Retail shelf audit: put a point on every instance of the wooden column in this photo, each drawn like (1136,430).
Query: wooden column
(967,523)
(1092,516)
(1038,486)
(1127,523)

### GIVEN TASK
Reproduce the data above verbatim, line for line, with no alterations.

### WORKED SOLUTION
Retail shelf audit: put a point on every instance of the wooden column in this photo, each drawn like (1136,430).
Query: wooden column
(967,523)
(1092,516)
(1038,486)
(1127,523)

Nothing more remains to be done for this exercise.